Written request - Repeat everything word for word, from the line containing "TARGET = yellow fruit" down to the end of the entries below.

Data rows -
◇ ◇ ◇
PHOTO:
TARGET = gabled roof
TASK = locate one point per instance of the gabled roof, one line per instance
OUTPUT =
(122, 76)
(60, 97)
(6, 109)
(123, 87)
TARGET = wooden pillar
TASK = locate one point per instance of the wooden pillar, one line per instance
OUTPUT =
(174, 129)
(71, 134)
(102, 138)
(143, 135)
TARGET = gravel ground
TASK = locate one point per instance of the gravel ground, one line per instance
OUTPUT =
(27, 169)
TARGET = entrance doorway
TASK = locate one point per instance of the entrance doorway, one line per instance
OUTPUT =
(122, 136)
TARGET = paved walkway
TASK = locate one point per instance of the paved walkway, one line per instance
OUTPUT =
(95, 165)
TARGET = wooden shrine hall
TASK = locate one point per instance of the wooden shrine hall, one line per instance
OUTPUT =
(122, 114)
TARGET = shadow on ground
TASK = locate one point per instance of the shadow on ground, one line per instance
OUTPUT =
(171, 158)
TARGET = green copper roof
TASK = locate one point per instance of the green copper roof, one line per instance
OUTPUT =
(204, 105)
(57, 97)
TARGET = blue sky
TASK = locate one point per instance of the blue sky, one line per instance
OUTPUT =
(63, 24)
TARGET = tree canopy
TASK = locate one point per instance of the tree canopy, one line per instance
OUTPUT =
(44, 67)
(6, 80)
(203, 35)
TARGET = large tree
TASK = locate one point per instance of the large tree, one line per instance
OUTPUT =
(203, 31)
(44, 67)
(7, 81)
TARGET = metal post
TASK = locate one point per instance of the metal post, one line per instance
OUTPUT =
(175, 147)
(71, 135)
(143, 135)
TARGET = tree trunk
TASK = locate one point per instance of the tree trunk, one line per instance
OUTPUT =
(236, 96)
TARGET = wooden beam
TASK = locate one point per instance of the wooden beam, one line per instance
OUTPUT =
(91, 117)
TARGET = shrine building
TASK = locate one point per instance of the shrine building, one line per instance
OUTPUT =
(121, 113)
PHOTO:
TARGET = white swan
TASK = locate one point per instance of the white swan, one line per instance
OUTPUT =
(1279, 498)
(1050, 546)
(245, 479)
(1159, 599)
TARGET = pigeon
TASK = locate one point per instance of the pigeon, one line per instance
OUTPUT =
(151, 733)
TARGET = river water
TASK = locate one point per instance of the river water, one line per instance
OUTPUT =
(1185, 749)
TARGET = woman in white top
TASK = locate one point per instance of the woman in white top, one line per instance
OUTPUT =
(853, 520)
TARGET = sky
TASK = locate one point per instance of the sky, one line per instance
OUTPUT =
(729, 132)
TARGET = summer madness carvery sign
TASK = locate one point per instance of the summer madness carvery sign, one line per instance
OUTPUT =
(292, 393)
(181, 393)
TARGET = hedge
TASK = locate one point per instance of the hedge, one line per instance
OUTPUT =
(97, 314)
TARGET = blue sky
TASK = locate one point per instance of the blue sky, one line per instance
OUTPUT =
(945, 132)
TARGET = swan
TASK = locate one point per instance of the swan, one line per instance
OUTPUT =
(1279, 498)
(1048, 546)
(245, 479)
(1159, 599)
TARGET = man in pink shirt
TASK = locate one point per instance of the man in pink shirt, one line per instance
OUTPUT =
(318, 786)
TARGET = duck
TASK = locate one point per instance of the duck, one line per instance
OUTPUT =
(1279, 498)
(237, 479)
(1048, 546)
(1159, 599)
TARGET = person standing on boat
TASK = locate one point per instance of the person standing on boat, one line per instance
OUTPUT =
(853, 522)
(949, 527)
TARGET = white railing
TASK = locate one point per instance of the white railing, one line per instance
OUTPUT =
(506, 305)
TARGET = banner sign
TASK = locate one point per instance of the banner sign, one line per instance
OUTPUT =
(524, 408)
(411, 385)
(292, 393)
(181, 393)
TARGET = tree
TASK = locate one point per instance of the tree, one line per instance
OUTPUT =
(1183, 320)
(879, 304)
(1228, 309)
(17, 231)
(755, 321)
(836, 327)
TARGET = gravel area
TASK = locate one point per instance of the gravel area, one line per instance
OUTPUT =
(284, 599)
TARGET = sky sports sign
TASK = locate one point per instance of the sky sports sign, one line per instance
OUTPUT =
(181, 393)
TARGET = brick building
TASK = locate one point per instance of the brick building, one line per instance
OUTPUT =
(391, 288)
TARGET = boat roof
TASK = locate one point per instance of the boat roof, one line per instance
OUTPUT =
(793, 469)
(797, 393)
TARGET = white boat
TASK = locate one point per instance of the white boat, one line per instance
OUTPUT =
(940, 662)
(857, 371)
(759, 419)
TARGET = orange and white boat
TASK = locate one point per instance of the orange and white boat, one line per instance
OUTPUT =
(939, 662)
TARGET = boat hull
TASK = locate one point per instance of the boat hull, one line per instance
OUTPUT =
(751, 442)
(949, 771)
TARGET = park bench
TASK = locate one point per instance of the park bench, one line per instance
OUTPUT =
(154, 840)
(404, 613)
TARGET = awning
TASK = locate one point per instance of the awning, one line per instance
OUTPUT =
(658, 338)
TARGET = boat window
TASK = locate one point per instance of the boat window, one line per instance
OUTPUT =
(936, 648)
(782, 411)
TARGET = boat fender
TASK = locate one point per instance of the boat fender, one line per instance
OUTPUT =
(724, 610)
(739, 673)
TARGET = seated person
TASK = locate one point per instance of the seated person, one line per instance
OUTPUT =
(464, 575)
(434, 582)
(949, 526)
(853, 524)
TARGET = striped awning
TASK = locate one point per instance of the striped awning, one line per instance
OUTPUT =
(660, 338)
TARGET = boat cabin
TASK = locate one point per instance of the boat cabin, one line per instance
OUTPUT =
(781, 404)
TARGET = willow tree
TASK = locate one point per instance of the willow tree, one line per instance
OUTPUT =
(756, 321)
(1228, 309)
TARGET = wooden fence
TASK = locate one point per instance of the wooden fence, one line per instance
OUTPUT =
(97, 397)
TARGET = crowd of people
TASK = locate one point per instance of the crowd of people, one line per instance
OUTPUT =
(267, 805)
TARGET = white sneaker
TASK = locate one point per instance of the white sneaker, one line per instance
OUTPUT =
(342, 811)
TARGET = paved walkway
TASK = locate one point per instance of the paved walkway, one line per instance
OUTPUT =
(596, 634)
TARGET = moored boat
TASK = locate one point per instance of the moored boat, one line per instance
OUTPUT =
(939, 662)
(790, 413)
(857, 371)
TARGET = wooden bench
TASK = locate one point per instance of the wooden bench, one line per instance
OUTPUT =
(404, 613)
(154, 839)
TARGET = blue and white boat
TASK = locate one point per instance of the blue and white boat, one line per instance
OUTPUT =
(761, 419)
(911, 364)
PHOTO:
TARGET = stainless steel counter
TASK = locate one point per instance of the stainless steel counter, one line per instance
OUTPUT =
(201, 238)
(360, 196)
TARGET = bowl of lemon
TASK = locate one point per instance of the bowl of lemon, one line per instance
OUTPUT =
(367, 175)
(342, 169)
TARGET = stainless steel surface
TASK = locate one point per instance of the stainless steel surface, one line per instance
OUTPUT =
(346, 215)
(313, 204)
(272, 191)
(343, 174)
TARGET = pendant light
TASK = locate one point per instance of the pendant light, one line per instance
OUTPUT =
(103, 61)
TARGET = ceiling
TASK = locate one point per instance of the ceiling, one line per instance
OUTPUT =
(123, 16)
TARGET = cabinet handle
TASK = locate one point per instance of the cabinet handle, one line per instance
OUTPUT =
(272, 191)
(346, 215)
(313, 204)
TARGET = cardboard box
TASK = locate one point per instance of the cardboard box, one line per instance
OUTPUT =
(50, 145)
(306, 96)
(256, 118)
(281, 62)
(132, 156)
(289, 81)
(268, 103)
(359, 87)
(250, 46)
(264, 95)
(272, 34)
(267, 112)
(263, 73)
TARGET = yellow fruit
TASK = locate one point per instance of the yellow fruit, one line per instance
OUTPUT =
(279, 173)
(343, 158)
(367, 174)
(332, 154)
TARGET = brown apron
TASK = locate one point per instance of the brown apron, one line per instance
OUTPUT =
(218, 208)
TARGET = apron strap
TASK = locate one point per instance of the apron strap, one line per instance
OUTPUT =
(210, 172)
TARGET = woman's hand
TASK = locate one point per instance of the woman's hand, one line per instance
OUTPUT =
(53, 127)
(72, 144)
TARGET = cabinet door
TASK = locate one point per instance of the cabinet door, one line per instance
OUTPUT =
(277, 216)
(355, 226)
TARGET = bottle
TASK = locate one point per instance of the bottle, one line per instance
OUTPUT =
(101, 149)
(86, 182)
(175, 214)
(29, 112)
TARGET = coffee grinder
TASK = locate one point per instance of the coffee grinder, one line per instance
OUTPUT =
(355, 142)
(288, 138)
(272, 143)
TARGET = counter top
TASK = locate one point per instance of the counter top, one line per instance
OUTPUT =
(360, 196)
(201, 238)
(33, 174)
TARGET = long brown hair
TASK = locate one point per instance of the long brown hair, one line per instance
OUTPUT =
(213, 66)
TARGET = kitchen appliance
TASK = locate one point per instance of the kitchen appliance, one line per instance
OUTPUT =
◇ ◇ ◇
Worked answer -
TARGET = yellow fruit
TASK = locate one point per instance of the yellow fruit, one line per instance
OUTPUT =
(279, 173)
(343, 158)
(367, 174)
(332, 154)
TARGET = brown apron
TASK = locate one point per instance of the brown apron, one line per instance
OUTPUT =
(218, 208)
TARGET = apron strap
TASK = locate one point per instance of the apron strap, one line per instance
OUTPUT =
(210, 172)
TARGET = woman's hand
TASK = locate one point per instance of the woman's hand, one line per instance
OUTPUT =
(53, 127)
(72, 144)
TARGET = cabinet door
TASK = locate one point per instance of the cabinet door, one line per instance
OUTPUT =
(277, 216)
(355, 226)
TARGET = bottle
TASK = locate one point per instance of the bottle, one line per instance
OUTPUT =
(101, 149)
(86, 182)
(175, 214)
(29, 112)
TARGET = coffee grinder
TASK = locate one point per instance of the coffee grinder, one line per instance
OUTPUT =
(355, 142)
(288, 138)
(272, 143)
TARGET = counter top
TASK = locate one point per instance of the counter top, one line per instance
OUTPUT =
(360, 196)
(201, 238)
(33, 174)
TARGET = long brown hair
TASK = locate one point per instance of the long brown hair, one line per instance
OUTPUT =
(213, 66)
TARGET = kitchen appliance
TASK = locate one point per instance of the kitchen appliance, one line per instance
OUTPUT =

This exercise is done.